Problem details: Copy out the entries below in full and exactly.

Dataset extract:
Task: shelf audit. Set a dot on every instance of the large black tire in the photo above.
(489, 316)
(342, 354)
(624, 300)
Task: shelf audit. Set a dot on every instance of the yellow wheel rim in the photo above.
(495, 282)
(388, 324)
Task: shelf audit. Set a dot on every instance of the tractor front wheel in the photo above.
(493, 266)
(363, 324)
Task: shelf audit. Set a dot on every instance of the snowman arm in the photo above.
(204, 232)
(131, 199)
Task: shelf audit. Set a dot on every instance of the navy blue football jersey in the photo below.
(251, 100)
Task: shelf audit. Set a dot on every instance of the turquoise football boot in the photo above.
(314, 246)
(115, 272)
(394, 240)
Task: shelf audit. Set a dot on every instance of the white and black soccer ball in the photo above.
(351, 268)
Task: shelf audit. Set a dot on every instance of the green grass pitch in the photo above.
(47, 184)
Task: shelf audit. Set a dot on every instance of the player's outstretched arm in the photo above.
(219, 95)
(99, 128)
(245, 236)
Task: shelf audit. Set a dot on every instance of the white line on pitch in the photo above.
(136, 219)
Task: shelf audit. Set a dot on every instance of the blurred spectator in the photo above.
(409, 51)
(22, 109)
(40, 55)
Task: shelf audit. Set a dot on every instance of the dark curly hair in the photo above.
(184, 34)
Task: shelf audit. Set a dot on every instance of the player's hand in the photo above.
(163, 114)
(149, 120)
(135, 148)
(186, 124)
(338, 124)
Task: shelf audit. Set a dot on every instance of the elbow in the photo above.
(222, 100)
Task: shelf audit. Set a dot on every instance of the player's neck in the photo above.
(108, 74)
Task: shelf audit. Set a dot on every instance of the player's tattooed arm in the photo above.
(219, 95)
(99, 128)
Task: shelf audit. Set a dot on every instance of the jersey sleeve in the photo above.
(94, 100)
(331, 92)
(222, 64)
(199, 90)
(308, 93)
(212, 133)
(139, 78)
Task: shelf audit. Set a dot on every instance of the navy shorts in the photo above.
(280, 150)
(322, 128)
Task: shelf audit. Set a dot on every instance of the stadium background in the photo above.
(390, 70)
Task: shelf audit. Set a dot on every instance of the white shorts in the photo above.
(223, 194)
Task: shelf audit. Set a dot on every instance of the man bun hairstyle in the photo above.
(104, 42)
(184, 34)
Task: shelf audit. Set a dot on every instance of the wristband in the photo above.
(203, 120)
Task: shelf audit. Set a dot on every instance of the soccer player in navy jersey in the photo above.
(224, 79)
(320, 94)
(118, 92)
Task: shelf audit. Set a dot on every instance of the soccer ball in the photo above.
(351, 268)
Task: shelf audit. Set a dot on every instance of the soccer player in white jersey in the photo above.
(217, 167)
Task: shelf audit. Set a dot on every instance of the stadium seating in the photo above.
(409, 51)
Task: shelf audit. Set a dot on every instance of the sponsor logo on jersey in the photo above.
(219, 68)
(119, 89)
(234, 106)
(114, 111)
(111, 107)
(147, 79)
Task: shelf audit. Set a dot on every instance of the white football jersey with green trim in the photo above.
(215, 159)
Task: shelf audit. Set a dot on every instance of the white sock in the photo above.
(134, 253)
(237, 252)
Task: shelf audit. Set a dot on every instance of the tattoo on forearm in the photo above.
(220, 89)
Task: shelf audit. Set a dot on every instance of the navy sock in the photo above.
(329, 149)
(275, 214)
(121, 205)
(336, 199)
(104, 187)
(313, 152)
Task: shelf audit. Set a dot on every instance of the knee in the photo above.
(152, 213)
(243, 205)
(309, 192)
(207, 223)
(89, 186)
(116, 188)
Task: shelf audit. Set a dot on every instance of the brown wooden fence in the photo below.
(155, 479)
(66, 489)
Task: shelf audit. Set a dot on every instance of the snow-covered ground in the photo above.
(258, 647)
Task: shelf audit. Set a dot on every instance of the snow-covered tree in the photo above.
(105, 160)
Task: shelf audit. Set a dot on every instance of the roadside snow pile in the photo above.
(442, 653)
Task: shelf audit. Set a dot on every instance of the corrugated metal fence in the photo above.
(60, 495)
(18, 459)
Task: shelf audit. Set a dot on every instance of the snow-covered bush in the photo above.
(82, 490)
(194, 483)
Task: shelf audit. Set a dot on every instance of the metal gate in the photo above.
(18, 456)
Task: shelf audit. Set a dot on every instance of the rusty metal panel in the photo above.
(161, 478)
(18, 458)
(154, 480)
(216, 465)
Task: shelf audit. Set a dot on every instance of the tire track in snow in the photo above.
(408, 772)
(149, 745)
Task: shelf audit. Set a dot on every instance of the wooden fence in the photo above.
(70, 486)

Exercise response:
Task: shelf audit. Set a dot on every instance of the large black tire in the photo above.
(489, 316)
(342, 354)
(624, 300)
Task: shelf audit. Set a dot on every instance of the yellow wheel rim in the photo above.
(495, 282)
(388, 324)
Task: shelf audit. Set a dot on every instance of the tractor front wheel in the photo above.
(493, 266)
(363, 324)
Task: shelf audit. Set a dot on every instance of the snowman arm in the photo above.
(204, 232)
(131, 199)
Task: shelf audit. Set a dot on every instance of the navy blue football jersey in the photo below.
(251, 100)
Task: shelf audit. Set a dot on every instance of the turquoise football boot in the photo above.
(314, 246)
(115, 272)
(394, 240)
Task: shelf audit. Set a dot on every instance of the white and black soccer ball in the photo above.
(351, 268)
Task: shelf audit. Set a dot on every instance of the green grass pitch in the photo above.
(47, 184)
Task: shelf audit. Set a dot on every instance of the player's outstretched arm in the photo above.
(219, 95)
(99, 128)
(245, 236)
Task: shelf audit. Set a dot on every instance of the white line on pitch in the photo above.
(136, 219)
Task: shelf audit. Set a dot on every instance of the blurred spectator in the photo above.
(409, 51)
(22, 109)
(40, 55)
Task: shelf audit. Set a dot on every instance of the dark curly hair in the photo above.
(184, 34)
Task: shelf audit. Set a dot on every instance of the player's hand in the photo above.
(163, 114)
(149, 120)
(135, 148)
(186, 124)
(338, 124)
Task: shelf audit. Set a dot on every instance of the elbow in the photo above.
(222, 100)
Task: shelf audit. Set a dot on every instance of the player's neck in the photo above.
(108, 74)
Task: shelf audit. Set a dot on every instance of the player's tattooed arm in the photo above.
(219, 95)
(99, 128)
Task: shelf audit. Set a dot on every instance of the jersey sleeve in the photo above.
(94, 100)
(331, 92)
(222, 64)
(199, 90)
(308, 93)
(212, 133)
(139, 78)
Task: shelf audit. Set a dot on every instance of the navy shorts in the photo above.
(280, 150)
(322, 128)
Task: shelf audit. Set a dot on every instance of the stadium background in the photo above.
(390, 70)
Task: shelf audit. Set a dot on every instance of the white shorts in the photo above.
(223, 194)
Task: shelf audit. Set a dot on every instance of the man bun hairstyle in the photo above.
(104, 42)
(184, 34)
Task: shelf audit. Set a dot on every instance of the wristband in the photo above.
(203, 120)
Task: shelf audit. Set a dot on every instance of the soccer player in navy jersey in the photo above.
(224, 79)
(320, 94)
(118, 92)
Task: shelf audit. Set a dot on every instance of the soccer ball in the photo above.
(351, 268)
Task: shelf audit. Set a dot on every instance of the soccer player in white jersey in the photo above.
(217, 167)
Task: shelf audit. Set a dot on every instance of the stadium seating in the photo above.
(409, 51)
Task: shelf audit. Set a dot on every instance of the sponsor logo on jersey in the photo above.
(219, 68)
(119, 89)
(234, 106)
(114, 111)
(111, 107)
(147, 79)
Task: shelf audit. Set a dot on every instance of the white football jersey with green trim in the photo above.
(215, 159)
Task: shelf audit. Set a dot on every instance of the white sock in the photo above.
(134, 253)
(237, 252)
Task: shelf audit. Set a dot on every instance of the tattoo on forearm in the photo above.
(220, 89)
Task: shelf audit. Set a dot on every instance of the navy sock in the photo above.
(329, 149)
(275, 214)
(121, 205)
(336, 199)
(104, 187)
(313, 152)
Task: shelf audit. Set a dot on every instance of the knee in the photo above.
(152, 213)
(243, 205)
(309, 192)
(207, 223)
(89, 186)
(116, 188)
Task: shelf audit. Set a dot on every instance of the brown wooden fence in the photo below.
(155, 479)
(66, 489)
Task: shelf audit. Set a dot on every instance of the snow-covered ground in the photo above.
(258, 647)
Task: shelf audit. Set a dot on every instance of the snow-covered tree in the photo above.
(105, 160)
Task: shelf audit. Set a dot on every instance of the roadside snow pile in the photo above.
(442, 653)
Task: shelf audit. Set a dot on every instance of the corrugated metal fence in the photo above.
(60, 495)
(18, 459)
Task: shelf audit. Set a dot on every instance of the snow-covered bush in the photo above.
(82, 490)
(194, 483)
Task: shelf audit. Set a dot on every instance of the metal gate in the photo above.
(18, 456)
Task: shelf audit. Set a dot on every instance of the rusty metal panel in the photo above.
(161, 478)
(18, 458)
(154, 480)
(216, 465)
Task: shelf audit. Set a dot on every instance of the tire track in snow in the photo above.
(408, 772)
(149, 745)
Task: shelf audit. Set a dot on every instance of the wooden fence in the photo above.
(70, 486)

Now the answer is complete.